Instructions to follow:
Write every record out again exactly as given.

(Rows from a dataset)
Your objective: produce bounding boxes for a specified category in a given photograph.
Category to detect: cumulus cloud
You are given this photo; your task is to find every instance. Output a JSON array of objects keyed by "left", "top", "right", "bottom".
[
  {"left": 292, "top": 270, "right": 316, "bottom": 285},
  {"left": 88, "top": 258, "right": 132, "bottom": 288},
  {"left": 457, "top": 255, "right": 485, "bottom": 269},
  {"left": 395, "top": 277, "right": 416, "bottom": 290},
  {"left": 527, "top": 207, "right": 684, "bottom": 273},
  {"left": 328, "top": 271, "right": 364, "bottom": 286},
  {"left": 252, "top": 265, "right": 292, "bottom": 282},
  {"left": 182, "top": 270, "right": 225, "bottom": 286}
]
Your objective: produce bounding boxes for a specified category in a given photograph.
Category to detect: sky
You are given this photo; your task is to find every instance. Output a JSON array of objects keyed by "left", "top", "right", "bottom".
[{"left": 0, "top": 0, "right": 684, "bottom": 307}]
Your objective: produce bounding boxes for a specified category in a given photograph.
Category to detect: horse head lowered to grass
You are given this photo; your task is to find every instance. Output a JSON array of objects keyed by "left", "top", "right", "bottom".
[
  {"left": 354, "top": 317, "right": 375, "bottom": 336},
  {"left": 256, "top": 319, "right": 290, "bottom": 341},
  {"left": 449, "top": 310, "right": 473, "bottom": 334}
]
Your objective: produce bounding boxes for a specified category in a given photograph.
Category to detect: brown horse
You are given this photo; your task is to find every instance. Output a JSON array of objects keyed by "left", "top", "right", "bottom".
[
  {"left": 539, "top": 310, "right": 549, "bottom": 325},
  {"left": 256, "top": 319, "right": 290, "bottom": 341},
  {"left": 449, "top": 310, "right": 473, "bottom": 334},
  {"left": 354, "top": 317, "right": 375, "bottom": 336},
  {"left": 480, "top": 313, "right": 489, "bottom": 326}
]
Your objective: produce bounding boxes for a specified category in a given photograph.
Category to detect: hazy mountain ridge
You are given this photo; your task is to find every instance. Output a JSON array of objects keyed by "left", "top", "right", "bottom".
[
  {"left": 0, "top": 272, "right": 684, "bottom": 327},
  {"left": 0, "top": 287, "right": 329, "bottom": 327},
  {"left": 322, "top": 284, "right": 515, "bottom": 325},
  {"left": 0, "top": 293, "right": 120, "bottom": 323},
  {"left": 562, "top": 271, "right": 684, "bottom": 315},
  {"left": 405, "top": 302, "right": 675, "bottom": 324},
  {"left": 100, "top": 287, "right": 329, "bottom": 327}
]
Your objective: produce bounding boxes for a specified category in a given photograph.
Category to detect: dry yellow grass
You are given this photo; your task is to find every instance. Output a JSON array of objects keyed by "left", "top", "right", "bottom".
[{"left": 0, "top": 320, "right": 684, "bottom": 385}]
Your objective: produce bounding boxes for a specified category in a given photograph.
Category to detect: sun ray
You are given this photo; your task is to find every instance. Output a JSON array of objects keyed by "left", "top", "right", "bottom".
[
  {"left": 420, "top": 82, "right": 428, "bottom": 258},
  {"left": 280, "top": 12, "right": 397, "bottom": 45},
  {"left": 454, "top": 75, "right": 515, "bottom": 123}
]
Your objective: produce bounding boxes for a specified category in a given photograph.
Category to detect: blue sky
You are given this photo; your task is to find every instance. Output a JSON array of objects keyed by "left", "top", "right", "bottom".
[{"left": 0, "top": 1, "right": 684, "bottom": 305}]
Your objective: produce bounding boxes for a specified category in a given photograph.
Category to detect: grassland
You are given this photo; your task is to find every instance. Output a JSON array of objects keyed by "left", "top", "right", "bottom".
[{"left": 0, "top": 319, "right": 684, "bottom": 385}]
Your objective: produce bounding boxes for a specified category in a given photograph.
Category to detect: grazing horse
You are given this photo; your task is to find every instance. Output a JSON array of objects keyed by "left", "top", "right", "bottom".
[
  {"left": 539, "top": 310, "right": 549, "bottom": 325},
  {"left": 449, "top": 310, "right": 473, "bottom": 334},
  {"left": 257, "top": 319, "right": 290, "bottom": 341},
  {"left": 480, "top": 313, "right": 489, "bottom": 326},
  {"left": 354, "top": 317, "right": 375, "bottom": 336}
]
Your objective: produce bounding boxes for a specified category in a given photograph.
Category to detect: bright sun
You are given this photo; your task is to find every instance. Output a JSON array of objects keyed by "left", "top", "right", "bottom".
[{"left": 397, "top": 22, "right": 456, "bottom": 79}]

Problem solution:
Your objective: produce bounding boxes for a specified category in a given photograph.
Category to detect: cumulus cloud
You are given this photo; your task is to find every instance. Output a JSON array of objects keyed by "left", "top", "right", "bottom".
[
  {"left": 292, "top": 270, "right": 316, "bottom": 285},
  {"left": 88, "top": 258, "right": 132, "bottom": 288},
  {"left": 457, "top": 255, "right": 485, "bottom": 269},
  {"left": 395, "top": 277, "right": 416, "bottom": 290},
  {"left": 527, "top": 207, "right": 684, "bottom": 273},
  {"left": 328, "top": 271, "right": 364, "bottom": 286},
  {"left": 252, "top": 265, "right": 292, "bottom": 282},
  {"left": 182, "top": 270, "right": 225, "bottom": 286}
]
Your objective: produce bounding boxes for a specified category in a given photograph.
Category to detect: sky
You are given this photo; your task is to find every instance. Output a JSON array of objects keyed by "left", "top", "right", "bottom".
[{"left": 0, "top": 0, "right": 684, "bottom": 307}]
Your objective: produce bounding boxes for a specified category in a given photograph.
Category to detect: horse head lowered to grass
You are given this photo; your task is to find every instance. Output a JSON array of objects keyed by "left", "top", "right", "bottom".
[
  {"left": 354, "top": 317, "right": 375, "bottom": 336},
  {"left": 256, "top": 319, "right": 290, "bottom": 341},
  {"left": 449, "top": 310, "right": 473, "bottom": 334}
]
Your objective: produce bounding boxes for a specified category in a given photograph.
Category to detect: brown horse
You are given this photo; your task is to find every instance. Output a JSON array of objects keyed by "left", "top", "right", "bottom".
[
  {"left": 539, "top": 310, "right": 549, "bottom": 325},
  {"left": 256, "top": 319, "right": 290, "bottom": 341},
  {"left": 449, "top": 310, "right": 473, "bottom": 334},
  {"left": 354, "top": 317, "right": 375, "bottom": 336},
  {"left": 480, "top": 313, "right": 489, "bottom": 326}
]
Your objective: produce bounding boxes for a specified category in a given photograph.
Category to detect: hazy mountain ridge
You are given this photo; your task is to find every instance. Output a JSON array of objects keyed by "left", "top", "right", "bottom".
[
  {"left": 0, "top": 272, "right": 684, "bottom": 327},
  {"left": 0, "top": 287, "right": 329, "bottom": 327},
  {"left": 322, "top": 284, "right": 515, "bottom": 325},
  {"left": 0, "top": 293, "right": 120, "bottom": 323},
  {"left": 562, "top": 271, "right": 684, "bottom": 315},
  {"left": 405, "top": 302, "right": 675, "bottom": 324},
  {"left": 100, "top": 287, "right": 329, "bottom": 327}
]
Your objective: produce bounding boxes for a specified category in a given photograph.
Category to detect: dry yellow grass
You are given this photo; your task is to find every instance. Output a JSON array of objects keyed by "left", "top", "right", "bottom".
[{"left": 0, "top": 320, "right": 684, "bottom": 385}]
Your objective: produce bounding boxes for a specified category in a given photograph.
Category to detect: sun ray
You are given this photo; your task is to find every instance. Output a JSON array of objects keyed by "left", "top", "right", "bottom".
[
  {"left": 420, "top": 82, "right": 428, "bottom": 258},
  {"left": 280, "top": 12, "right": 397, "bottom": 45},
  {"left": 454, "top": 75, "right": 515, "bottom": 123}
]
Your objective: produce bounding boxes for a specified category in a given photograph.
Category to detect: blue sky
You are given this photo; your task is to find every instance. Output a JSON array of objects keyed by "left", "top", "right", "bottom".
[{"left": 0, "top": 1, "right": 684, "bottom": 305}]
Your objective: produce bounding boxes for a specified category in a given photograph.
Category to detect: grassland
You are given this photo; your task is to find every instance. Output a JSON array of objects keyed by "left", "top", "right", "bottom".
[{"left": 0, "top": 319, "right": 684, "bottom": 385}]
Your objective: produce bounding boxes for a specified category in a given photograph.
Category to detect: grazing horse
You are given this photo; your task is to find every instance. Output a JSON array of objects keyed by "left", "top", "right", "bottom".
[
  {"left": 539, "top": 310, "right": 549, "bottom": 325},
  {"left": 449, "top": 310, "right": 473, "bottom": 334},
  {"left": 257, "top": 319, "right": 290, "bottom": 341},
  {"left": 480, "top": 313, "right": 489, "bottom": 326},
  {"left": 354, "top": 317, "right": 375, "bottom": 336}
]
Your objective: produce bounding boxes for a specified category in a given photograph.
Category to detect: bright sun
You are given this photo; your task is to find every instance. Output a JSON array of objects keyed by "left", "top", "right", "bottom".
[{"left": 397, "top": 22, "right": 456, "bottom": 79}]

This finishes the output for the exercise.